• [Problem description]:
Your answer should be an exact copy of the data.

• [Data for this task]:
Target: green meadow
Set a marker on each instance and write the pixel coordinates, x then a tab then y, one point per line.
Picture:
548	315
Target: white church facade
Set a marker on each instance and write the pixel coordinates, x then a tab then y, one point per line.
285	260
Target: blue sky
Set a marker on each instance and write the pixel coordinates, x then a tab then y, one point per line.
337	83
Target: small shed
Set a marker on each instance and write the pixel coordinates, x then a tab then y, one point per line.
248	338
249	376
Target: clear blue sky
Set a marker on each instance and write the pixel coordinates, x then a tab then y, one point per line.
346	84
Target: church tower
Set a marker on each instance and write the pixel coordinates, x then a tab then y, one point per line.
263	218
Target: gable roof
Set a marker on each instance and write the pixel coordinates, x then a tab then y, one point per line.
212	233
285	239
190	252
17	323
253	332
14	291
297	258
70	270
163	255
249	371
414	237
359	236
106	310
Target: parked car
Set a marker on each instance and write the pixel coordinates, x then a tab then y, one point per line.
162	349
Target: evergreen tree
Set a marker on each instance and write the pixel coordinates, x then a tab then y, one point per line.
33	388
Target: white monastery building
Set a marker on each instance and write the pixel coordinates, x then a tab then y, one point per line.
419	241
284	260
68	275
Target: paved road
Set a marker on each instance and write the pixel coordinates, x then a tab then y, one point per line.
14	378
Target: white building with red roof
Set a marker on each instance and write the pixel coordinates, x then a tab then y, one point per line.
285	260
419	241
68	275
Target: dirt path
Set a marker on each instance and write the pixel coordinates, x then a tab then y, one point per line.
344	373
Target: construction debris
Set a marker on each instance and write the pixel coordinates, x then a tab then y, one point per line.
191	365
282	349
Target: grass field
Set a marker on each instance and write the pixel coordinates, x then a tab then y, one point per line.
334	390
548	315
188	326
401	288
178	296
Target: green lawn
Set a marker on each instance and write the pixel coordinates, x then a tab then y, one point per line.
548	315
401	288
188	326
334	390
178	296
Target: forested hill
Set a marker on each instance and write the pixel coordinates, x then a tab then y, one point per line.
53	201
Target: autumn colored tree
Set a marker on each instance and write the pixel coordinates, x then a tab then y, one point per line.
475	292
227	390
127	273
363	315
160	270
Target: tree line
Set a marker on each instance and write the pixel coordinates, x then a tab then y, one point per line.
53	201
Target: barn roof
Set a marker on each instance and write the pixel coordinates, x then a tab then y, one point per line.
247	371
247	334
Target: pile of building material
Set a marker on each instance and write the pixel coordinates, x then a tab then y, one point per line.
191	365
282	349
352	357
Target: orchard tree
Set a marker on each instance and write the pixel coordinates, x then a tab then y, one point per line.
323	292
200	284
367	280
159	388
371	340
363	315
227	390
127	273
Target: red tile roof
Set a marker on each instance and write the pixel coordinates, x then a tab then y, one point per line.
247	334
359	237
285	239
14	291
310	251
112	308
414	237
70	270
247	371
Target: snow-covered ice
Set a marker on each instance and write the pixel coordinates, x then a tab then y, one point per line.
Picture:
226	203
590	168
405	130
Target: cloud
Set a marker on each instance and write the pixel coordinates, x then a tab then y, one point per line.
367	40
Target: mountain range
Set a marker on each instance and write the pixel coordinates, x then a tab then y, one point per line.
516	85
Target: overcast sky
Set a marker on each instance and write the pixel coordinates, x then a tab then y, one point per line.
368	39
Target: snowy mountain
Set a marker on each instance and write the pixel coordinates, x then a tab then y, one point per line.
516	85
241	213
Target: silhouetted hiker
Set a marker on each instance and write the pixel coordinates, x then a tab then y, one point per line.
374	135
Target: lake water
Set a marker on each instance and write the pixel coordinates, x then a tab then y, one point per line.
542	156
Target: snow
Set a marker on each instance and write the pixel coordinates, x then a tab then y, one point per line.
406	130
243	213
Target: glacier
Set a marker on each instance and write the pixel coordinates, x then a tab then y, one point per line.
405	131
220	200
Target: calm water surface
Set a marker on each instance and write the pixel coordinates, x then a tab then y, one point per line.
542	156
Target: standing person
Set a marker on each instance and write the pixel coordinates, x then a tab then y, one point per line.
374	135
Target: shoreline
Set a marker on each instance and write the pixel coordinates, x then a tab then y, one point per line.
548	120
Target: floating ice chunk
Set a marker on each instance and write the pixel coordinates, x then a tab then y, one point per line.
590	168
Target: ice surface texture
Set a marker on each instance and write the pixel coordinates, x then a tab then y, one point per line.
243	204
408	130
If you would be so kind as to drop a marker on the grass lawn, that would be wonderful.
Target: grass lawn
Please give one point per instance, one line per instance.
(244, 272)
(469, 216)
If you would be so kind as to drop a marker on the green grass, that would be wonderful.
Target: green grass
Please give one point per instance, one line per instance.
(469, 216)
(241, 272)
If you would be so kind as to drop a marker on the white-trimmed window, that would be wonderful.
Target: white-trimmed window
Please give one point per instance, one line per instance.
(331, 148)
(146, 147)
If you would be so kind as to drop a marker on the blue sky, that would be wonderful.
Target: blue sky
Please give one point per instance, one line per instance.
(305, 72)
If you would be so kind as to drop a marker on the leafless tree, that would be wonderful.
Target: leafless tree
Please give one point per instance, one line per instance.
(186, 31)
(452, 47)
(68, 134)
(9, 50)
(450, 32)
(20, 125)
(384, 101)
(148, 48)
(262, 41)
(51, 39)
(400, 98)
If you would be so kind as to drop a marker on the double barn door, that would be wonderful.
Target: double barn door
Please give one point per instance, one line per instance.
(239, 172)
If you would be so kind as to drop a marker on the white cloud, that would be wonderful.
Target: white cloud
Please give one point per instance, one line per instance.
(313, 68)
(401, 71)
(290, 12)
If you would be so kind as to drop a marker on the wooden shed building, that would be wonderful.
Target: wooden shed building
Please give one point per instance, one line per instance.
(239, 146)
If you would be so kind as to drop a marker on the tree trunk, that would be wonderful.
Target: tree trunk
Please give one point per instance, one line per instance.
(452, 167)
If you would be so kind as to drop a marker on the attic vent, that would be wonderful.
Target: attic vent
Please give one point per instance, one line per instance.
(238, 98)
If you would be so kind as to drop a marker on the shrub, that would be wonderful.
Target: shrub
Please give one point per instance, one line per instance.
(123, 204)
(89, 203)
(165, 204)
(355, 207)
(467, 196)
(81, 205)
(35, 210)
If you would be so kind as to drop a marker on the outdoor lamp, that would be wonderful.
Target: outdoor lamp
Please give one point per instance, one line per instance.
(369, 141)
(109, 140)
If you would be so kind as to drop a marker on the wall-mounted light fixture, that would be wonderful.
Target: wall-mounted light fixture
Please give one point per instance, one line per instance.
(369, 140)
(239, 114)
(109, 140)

• [Task result]:
Target: green meadow
Set a marker on each instance and write the pixel coordinates, x then a tab then y, one point per line.
Picture:
548	315
Target: white church facade
Set a marker on each instance and write the pixel coordinates, x then a tab then y, one point per line.
285	260
Target: blue sky
Set a marker on each instance and write the pixel coordinates, x then a tab then y, one point per line.
337	83
Target: small shed
Set a marker on each instance and write the pixel coordinates, x then a tab then y, one point per line.
248	338
249	376
Target: clear blue sky
Set a marker on each instance and write the pixel coordinates, x then a tab then y, one point per line.
346	84
Target: church tower
Set a marker on each instance and write the pixel coordinates, x then a tab then y, one point per line.
263	218
Target: gable roof
Set a marker on each instance and write the pixel coordinates, x then a tab then y, one point per line.
212	233
285	239
190	252
17	323
253	332
14	291
297	258
70	270
163	255
249	371
414	237
359	236
106	310
Target: parked car
Set a marker on each instance and write the pixel coordinates, x then a tab then y, one point per line.
162	349
Target: evergreen tree
Set a marker on each instance and write the pixel coordinates, x then a tab then y, one point per line.
33	388
Target: white monastery building
Set a marker on each instance and write the pixel coordinates, x then a tab then y, one point per line.
419	241
284	260
68	275
Target: paved road
Set a marker on each instance and write the pixel coordinates, x then a tab then y, one point per line.
14	378
Target: white building with red roof
Set a marker on each instance and write the pixel coordinates, x then a tab then y, one point per line.
285	260
419	241
68	275
Target: dirt path
Set a marker on each instance and write the pixel coordinates, x then a tab then y, one point per line.
344	373
Target: construction debris
Set a marker on each instance and write the pixel coordinates, x then a tab then y, one point per line.
191	365
282	349
Target: grass field
Set a marker on each instance and write the pixel coordinates, x then a tab then y, one point per line.
334	390
548	315
188	326
401	288
178	296
Target: green lawn
Set a marker on each instance and write the pixel coordinates, x then a tab then y, one point per line.
548	315
401	288
188	326
334	390
178	296
Target: forested hill
Set a marker on each instance and write the pixel coordinates, x then a tab then y, one point per line.
53	201
Target: autumn colored tree
Set a marker on each instance and write the pixel coordinates, x then a tab then y, one point per line.
475	292
227	390
127	273
363	315
160	270
Target: tree line
Set a marker on each instance and write the pixel coordinates, x then a tab then y, one point per line.
53	201
Target: barn roof
Set a marker on each instance and write the pixel coordinates, x then a tab then y, one point per line.
247	371
247	334
Target: pile of building material
Set a marker on each instance and write the pixel coordinates, x then a tab then y, one point per line.
191	365
282	349
352	357
Target: orchard tree
Set a marker on each instance and write the pixel coordinates, x then a tab then y, one point per line.
323	292
200	284
367	280
159	388
371	340
363	315
227	390
127	273
Target: red tile roof
Set a marker on each instance and write the pixel coordinates, x then a tab then y, one point per line.
247	334
359	237
285	239
14	291
310	251
112	308
414	237
70	270
247	371
Target: snow-covered ice
Set a marker on each instance and write the pixel coordinates, x then a tab then y, one point per line.
Picture:
226	203
590	168
405	130
Target: cloud
Set a marker on each instance and write the pixel coordinates, x then a tab then y, one point per line.
367	40
Target: mountain range
Set a marker on each instance and write the pixel coordinates, x then a tab then y, one point per line.
516	85
Target: overcast sky
Set a marker on each instance and write the pixel coordinates, x then a tab then y, one point per line.
368	39
Target: snowy mountain
Set a marker on each instance and write the pixel coordinates, x then a tab then y, one point per line.
516	85
241	213
Target: silhouetted hiker
Set a marker on each instance and write the pixel coordinates, x then a tab then y, one point per line.
374	135
Target: lake water
Set a marker on each instance and write the pixel coordinates, x then a tab then y, one point per line.
542	156
Target: snow
Set a marker on each instance and write the pixel coordinates, x then a tab then y, one point per line.
406	130
243	213
Target: glacier
Set a marker on each instance and write the pixel coordinates, x then a tab then y, one point per line.
405	131
220	200
Target: calm water surface
Set a marker on each instance and write the pixel coordinates, x then a tab then y, one point per line.
542	156
Target: standing person
Set a marker on each instance and write the pixel coordinates, x then a tab then y, one point per line.
374	135
Target: shoreline
Set a marker on each instance and write the pixel coordinates, x then a tab then y, one point per line.
548	120
Target: floating ice chunk
Set a marker on each instance and write the pixel coordinates, x then a tab then y, one point per line.
590	168
Target: ice surface texture
Set a marker on each instance and write the pixel coordinates, x then a tab then y, one point per line.
243	204
408	130
If you would be so kind as to drop a marker on the grass lawn, that would be wonderful.
Target: grass lawn
Please give one point per instance, one line per instance.
(244, 272)
(469, 216)
If you would be so kind as to drop a marker on the green grass, that would be wonderful.
Target: green grass
Please give one point per instance, one line per instance.
(469, 216)
(241, 272)
If you would be so kind as to drop a marker on the white-trimmed window, that would be wonderful.
Target: white-trimmed window
Please give one point per instance, one line per instance.
(331, 148)
(146, 147)
If you would be so kind as to drop a marker on the blue sky, that would be wonderful.
Target: blue sky
Please give one point per instance, one line per instance.
(305, 72)
If you would be so kind as to drop a marker on the leafless tree, that would be wonderful.
Target: leafless tree
Please give one point per instance, one line per instance.
(186, 31)
(452, 47)
(68, 134)
(9, 50)
(450, 32)
(20, 125)
(384, 101)
(148, 48)
(262, 41)
(51, 39)
(400, 98)
If you would be so kind as to drop a marker on the double barn door, that would be wonderful.
Target: double barn door
Please give one point per instance, one line per instance.
(239, 172)
If you would be so kind as to drop a marker on the white cloud, that would be wonderful.
Target: white cloud
Please give one point per instance, one line per instance.
(313, 68)
(401, 71)
(290, 12)
If you would be so kind as to drop a marker on the wooden shed building, that would be wonderful.
Target: wooden shed building
Please give one point per instance, one line per instance.
(239, 146)
If you would be so kind as to drop a marker on the tree trunk, that would be wonderful.
Target: tree trunk
Please give one point per instance, one line per instance.
(452, 167)
If you would be so kind as to drop a marker on the attic vent, that would be wonderful.
Target: attic vent
Please give one point per instance, one line per instance.
(238, 98)
If you would be so kind as to drop a marker on the shrub, that would be wonderful.
Target: shrub
Please give one point per instance, one line per instance.
(123, 204)
(89, 203)
(165, 204)
(355, 207)
(467, 196)
(81, 205)
(35, 210)
If you would be so kind as to drop a marker on the outdoor lamp, that would be wonderful.
Target: outdoor lamp
Please give one point per instance, one line per instance.
(369, 141)
(109, 140)
If you would be so kind as to drop a marker on the wall-mounted light fixture, that would be wonderful.
Target: wall-mounted light fixture
Please give one point per instance, one line per instance.
(369, 140)
(239, 114)
(109, 140)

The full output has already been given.